> REQUIREMENT: Report every line in the rows below that contains the word "spoon". Case matters.

> Items from a data source:
** START **

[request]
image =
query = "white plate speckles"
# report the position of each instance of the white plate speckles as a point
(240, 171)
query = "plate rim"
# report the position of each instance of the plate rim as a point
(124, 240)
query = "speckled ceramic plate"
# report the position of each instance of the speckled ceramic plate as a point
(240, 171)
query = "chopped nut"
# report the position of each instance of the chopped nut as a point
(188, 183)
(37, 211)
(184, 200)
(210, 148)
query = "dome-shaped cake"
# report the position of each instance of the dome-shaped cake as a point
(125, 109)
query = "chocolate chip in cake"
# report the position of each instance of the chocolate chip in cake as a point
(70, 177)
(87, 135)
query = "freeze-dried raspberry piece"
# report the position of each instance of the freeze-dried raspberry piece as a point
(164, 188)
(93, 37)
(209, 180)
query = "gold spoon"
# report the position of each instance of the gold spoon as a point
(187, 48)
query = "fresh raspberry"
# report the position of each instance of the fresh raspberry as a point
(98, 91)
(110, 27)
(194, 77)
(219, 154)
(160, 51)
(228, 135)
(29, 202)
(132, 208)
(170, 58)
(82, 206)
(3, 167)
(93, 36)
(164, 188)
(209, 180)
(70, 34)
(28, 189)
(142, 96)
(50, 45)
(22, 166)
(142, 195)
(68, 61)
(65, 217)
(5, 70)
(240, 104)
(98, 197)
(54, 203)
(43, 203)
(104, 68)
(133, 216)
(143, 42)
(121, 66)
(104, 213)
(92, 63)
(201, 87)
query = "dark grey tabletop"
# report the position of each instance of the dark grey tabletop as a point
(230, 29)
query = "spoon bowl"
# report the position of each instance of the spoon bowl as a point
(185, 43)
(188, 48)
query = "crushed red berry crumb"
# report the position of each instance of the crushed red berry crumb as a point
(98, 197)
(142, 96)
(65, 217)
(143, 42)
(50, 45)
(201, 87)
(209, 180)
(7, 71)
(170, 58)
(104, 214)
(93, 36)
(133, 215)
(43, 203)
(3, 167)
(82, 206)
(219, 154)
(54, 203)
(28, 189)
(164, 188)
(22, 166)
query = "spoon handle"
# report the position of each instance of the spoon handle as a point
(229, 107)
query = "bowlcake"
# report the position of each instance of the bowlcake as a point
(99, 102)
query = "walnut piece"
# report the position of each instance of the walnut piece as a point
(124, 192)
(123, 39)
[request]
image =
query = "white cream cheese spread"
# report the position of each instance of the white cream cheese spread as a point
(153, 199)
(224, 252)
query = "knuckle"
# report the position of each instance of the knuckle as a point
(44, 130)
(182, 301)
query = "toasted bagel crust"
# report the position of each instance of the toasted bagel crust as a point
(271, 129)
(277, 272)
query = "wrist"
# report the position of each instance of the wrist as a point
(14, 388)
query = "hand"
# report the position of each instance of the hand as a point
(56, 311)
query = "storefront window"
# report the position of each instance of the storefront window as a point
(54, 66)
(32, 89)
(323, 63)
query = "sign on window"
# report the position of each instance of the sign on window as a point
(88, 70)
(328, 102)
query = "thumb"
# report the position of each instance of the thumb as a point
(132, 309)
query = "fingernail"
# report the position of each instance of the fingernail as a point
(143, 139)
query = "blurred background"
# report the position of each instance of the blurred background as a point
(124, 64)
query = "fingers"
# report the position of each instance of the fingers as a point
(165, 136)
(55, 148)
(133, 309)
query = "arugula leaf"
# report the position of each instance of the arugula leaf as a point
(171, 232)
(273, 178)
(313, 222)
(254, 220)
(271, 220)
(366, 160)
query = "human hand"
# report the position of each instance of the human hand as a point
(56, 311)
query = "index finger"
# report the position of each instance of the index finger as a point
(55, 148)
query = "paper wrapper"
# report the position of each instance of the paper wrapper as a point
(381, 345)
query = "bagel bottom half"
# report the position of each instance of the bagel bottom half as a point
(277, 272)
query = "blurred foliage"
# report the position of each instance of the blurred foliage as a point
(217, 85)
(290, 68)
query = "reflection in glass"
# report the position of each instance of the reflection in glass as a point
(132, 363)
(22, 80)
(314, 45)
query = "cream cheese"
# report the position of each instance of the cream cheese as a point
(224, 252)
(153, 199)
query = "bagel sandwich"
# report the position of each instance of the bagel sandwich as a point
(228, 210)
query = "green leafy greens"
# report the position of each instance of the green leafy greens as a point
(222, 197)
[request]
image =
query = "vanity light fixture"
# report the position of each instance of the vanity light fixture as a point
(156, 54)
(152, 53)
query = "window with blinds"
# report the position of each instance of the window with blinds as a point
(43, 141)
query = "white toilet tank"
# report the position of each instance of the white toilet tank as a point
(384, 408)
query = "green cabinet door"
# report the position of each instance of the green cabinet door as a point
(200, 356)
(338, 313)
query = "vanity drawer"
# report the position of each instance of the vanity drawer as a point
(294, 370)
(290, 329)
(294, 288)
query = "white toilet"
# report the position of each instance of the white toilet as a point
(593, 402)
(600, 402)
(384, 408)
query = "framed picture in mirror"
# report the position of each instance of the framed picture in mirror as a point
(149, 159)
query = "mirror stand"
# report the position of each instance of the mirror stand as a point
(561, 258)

** END **

> REPLY TO THE TASK:
query = "gold spoon"
# report the position of each instance of the gold spoon as a point
query = "spoon bowl"
# report the position of each instance of the spoon bowl as a point
query = "spoon handle"
# report the position of each instance of the spoon handle as a point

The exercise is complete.